» What you will do
Your answer must be an exact copy of every record.

(Saved entries)
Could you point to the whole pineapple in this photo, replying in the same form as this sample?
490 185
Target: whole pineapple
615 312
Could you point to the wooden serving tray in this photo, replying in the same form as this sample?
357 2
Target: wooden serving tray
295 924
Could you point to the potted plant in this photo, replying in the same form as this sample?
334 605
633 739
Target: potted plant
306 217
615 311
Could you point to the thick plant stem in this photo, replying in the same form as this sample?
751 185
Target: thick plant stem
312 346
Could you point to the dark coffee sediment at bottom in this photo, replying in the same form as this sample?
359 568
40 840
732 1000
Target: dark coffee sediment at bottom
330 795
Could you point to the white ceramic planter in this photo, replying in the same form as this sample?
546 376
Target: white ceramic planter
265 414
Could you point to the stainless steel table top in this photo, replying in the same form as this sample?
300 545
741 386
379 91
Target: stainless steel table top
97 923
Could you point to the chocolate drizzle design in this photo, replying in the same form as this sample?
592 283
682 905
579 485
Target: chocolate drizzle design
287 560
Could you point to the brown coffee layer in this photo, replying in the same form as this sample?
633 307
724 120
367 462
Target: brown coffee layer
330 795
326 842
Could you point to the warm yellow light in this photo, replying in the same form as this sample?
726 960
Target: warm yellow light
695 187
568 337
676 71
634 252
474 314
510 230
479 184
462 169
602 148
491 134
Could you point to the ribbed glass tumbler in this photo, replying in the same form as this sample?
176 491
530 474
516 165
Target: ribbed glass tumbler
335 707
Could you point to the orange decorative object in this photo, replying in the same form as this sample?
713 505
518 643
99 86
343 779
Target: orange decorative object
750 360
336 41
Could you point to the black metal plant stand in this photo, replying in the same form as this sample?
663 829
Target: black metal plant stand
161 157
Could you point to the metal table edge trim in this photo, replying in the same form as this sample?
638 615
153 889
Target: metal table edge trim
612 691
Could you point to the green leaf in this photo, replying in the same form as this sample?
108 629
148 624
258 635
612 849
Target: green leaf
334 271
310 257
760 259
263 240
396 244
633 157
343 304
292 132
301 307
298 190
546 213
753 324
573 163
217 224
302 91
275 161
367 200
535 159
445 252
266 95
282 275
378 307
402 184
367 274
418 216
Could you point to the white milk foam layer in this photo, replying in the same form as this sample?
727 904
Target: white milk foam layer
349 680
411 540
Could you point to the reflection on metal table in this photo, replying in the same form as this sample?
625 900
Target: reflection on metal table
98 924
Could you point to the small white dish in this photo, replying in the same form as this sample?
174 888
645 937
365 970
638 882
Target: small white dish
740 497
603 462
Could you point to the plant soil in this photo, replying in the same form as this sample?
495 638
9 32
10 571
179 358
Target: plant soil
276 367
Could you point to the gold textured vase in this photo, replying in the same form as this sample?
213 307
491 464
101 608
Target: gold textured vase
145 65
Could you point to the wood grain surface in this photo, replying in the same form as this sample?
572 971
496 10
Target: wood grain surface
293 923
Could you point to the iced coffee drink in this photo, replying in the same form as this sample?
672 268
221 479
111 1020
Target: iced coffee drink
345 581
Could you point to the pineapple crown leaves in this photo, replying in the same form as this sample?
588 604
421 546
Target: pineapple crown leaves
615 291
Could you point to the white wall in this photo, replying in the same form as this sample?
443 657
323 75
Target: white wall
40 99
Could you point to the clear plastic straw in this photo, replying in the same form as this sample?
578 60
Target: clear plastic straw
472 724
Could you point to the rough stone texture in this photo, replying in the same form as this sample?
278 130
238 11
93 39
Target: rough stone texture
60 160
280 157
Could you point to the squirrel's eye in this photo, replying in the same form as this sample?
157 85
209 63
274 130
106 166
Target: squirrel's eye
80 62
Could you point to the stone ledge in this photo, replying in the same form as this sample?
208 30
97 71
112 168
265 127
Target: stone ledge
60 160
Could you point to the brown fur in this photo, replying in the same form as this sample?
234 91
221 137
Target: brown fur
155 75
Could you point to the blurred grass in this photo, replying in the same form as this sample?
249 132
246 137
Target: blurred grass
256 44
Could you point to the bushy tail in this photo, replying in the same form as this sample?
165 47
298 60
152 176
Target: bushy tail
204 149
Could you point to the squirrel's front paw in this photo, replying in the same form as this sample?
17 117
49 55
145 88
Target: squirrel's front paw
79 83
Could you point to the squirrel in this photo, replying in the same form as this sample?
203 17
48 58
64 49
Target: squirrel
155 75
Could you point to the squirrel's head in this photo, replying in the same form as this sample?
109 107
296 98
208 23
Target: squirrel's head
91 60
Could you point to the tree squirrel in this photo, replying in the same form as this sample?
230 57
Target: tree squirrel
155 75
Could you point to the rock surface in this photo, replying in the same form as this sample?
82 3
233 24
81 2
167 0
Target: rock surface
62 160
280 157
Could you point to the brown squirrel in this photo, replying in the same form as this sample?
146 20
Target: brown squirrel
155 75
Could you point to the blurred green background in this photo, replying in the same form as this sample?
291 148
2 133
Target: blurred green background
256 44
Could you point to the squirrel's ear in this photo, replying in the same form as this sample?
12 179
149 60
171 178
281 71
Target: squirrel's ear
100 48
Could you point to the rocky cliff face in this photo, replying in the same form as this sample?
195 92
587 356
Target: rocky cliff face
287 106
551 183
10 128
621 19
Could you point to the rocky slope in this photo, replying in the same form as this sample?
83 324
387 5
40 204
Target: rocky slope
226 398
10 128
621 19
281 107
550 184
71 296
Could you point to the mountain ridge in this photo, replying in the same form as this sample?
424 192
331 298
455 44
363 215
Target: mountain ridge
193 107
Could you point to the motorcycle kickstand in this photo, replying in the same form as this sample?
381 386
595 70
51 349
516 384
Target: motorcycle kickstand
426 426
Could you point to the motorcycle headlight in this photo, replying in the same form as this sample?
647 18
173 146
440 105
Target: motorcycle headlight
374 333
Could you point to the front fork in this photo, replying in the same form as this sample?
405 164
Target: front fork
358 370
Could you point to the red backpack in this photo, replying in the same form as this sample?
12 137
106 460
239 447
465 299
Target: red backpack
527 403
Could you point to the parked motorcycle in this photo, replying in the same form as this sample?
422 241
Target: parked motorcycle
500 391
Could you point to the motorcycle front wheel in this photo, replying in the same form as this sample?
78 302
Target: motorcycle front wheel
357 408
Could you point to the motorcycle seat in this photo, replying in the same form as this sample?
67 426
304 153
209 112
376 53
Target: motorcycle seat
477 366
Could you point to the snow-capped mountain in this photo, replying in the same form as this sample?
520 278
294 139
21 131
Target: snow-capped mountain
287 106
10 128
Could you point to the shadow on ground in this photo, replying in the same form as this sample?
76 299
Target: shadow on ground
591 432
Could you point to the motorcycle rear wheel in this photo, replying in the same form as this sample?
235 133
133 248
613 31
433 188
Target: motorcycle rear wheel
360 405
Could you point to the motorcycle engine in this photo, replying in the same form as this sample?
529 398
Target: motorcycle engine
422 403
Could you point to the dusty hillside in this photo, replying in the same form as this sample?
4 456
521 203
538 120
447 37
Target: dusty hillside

» Solution for this exercise
Could you point to the whole pineapple in this photo, replying in the same form as this sample?
490 185
Target: whole pineapple
615 312
Could you point to the wooden serving tray in this photo, replying in the same form as this sample?
357 2
Target: wooden serving tray
295 924
Could you point to the potted plant in this photo, replying in the same form as this sample?
334 605
633 739
Target: potted plant
306 217
615 311
Could you point to the thick plant stem in this photo, replying in the same form as this sample?
751 185
Target: thick plant stem
312 346
Could you point to the dark coffee sediment at bottom in this photo, replying in the same form as this sample?
359 568
40 840
732 1000
Target: dark coffee sediment at bottom
330 795
Could you point to the white ceramic planter in this photo, replying in the same form as this sample?
546 376
Target: white ceramic planter
265 414
Could you point to the stainless steel table top in this photo, replying in the same form as this sample?
300 545
741 386
379 91
Target: stainless steel table top
97 923
Could you point to the chocolate drizzle design in this photo, replying in the same form as this sample?
592 283
682 905
579 485
Target: chocolate drizzle design
287 560
Could you point to the brown coffee layer in this photo, replying in the same form as this sample?
633 307
724 120
367 462
Target: brown coffee layer
330 795
326 842
Could you point to the warm yellow light in this photo, replying in the same form as this sample?
726 960
Target: warm yellow light
695 187
568 337
676 71
634 252
474 314
510 230
479 184
462 169
602 148
491 134
Could you point to the ribbed glass tumbler in this photo, replying in the same form as this sample?
176 491
530 474
516 165
Target: ribbed glass tumbler
335 707
Could you point to the orange decorative object in this photo, replying in the same form as this sample?
713 505
518 643
99 86
343 779
Target: orange decorative object
750 360
336 41
Could you point to the black metal plant stand in this photo, replying in the same form as this sample?
663 829
Target: black metal plant stand
161 157
Could you point to the metal table edge trim in this photo, replying in the same form as this sample?
638 615
153 889
Target: metal table edge trim
612 691
Could you point to the green leaf in this photo, replying in the same form as this sample?
108 629
148 624
258 635
612 849
Target: green leaf
334 271
310 257
760 259
263 240
396 244
633 157
343 304
292 132
301 307
298 190
546 213
753 324
573 163
217 224
302 91
275 161
367 200
535 159
445 252
266 95
282 275
378 307
402 184
367 274
418 216
Could you point to the white milk foam layer in this photo, replying in the same form as this sample?
727 904
Target: white milk foam layer
349 680
411 540
Could you point to the reflection on metal table in this photo, replying in the same form as this sample?
625 900
Target: reflection on metal table
98 924
Could you point to the small white dish in this photo, replying in the same form as this sample?
174 888
645 937
365 970
638 882
Target: small white dish
740 497
603 462
Could you point to the plant soil in this photo, replying in the same form as this sample?
495 638
9 32
10 571
179 358
Target: plant soil
276 367
Could you point to the gold textured vase in this photo, replying in the same form as this sample?
213 307
491 464
101 608
Target: gold textured vase
145 65
Could you point to the wood grain surface in this photo, replying in the same form as this sample?
572 971
496 10
Target: wood grain surface
293 923
Could you point to the iced coffee drink in this photo, replying in the same form as this sample?
672 268
221 479
111 1020
Target: iced coffee drink
345 581
Could you point to the pineapple crown leaves in this photo, replying in the same form as this sample?
588 604
421 546
Target: pineapple crown leaves
615 291
Could you point to the white wall in this photo, replying in the same form as this sample?
443 657
323 75
Target: white wall
40 99
Could you point to the clear plastic straw in this photo, replying in the same form as this sample?
578 60
Target: clear plastic straw
472 724
Could you point to the rough stone texture in this photo, replying in the same form as this sample?
278 130
238 11
93 39
Target: rough stone texture
60 160
280 157
Could you point to the squirrel's eye in this photo, replying in the same form as this sample?
157 85
209 63
274 130
106 166
Target: squirrel's eye
80 62
Could you point to the stone ledge in this photo, replying in the same form as this sample?
208 30
97 71
112 168
265 127
Target: stone ledge
60 160
Could you point to the brown fur in this photo, replying in the same form as this sample?
234 91
221 137
Target: brown fur
155 75
Could you point to the blurred grass in this photo, replying in the same form as this sample?
249 132
246 137
Target: blurred grass
256 44
Could you point to the bushy tail in this photo, replying in the same form as this sample?
165 47
298 60
152 176
Target: bushy tail
204 149
Could you point to the squirrel's front paw in this photo, replying in the same form as this sample?
17 117
49 55
145 88
Target: squirrel's front paw
79 83
Could you point to the squirrel in this photo, replying in the same form as this sample?
203 17
48 58
64 49
Target: squirrel
155 75
Could you point to the squirrel's head in this photo, replying in the same form as this sample?
109 107
296 98
208 23
Target: squirrel's head
91 60
Could you point to the tree squirrel in this photo, replying in the same form as this sample?
230 57
Target: tree squirrel
155 75
Could you point to the rock surface in this photo, replying in the same form as this sample?
82 3
233 24
81 2
167 0
Target: rock surface
62 160
280 157
Could you point to the brown squirrel in this photo, replying in the same form as this sample?
146 20
Target: brown squirrel
155 75
Could you point to the blurred green background in this photo, replying in the same form as this sample?
291 148
2 133
Target: blurred green background
256 44
Could you point to the squirrel's ear in this photo, replying in the same form as this sample?
12 179
149 60
171 178
281 71
Target: squirrel's ear
100 48
Could you point to the rocky cliff face in this photo, replying in the same form as this sample?
195 92
587 356
Target: rocky cliff face
287 106
551 183
10 128
621 19
Could you point to the rocky slope in this photo, replying in the same form as this sample?
83 324
387 5
40 204
Target: rocky slope
226 398
10 128
621 19
281 107
550 184
71 296
Could you point to the mountain ridge in this photo, replying in the same form as this sample?
424 192
331 298
455 44
363 215
Target: mountain ridge
193 107
Could you point to the motorcycle kickstand in this photo, replying in the same form as this sample?
381 386
595 70
51 349
516 384
Target: motorcycle kickstand
426 426
Could you point to the motorcycle headlight in this photo, replying in the same form as this sample?
647 18
173 146
440 105
Target: motorcycle headlight
374 333
Could you point to the front fork in this photo, replying in the same form as this sample?
405 164
Target: front fork
358 370
Could you point to the red backpack in this photo, replying in the same form as this sample?
12 137
106 460
239 447
465 299
Target: red backpack
527 403
Could you point to the parked motorcycle in this photo, replying in the same form as this sample?
422 241
Target: parked motorcycle
500 391
Could you point to the motorcycle front wheel in this photo, replying in the same form as this sample?
78 302
Target: motorcycle front wheel
357 408
Could you point to the motorcycle seat in this photo, replying in the same form as this sample?
67 426
304 153
209 112
376 53
Target: motorcycle seat
477 366
Could you point to the snow-capped mountain in this photo, replying in the same form as this sample?
520 278
294 139
21 131
Target: snow-capped mountain
287 106
10 128
Could you point to the shadow on ground in this photo, replying in the same form as this sample?
76 299
Target: shadow on ground
591 432
Could you point to the motorcycle rear wheel in this photo, replying in the same form as this sample?
235 133
133 248
613 31
433 188
Target: motorcycle rear wheel
360 405
Could you point to the motorcycle engine in this photo, replying in the same form as this sample?
529 398
Target: motorcycle engine
422 403
Could you point to the dusty hillside in this photo, replying in the same form as this sample?
4 456
521 203
538 120
447 37
Target: dusty hillside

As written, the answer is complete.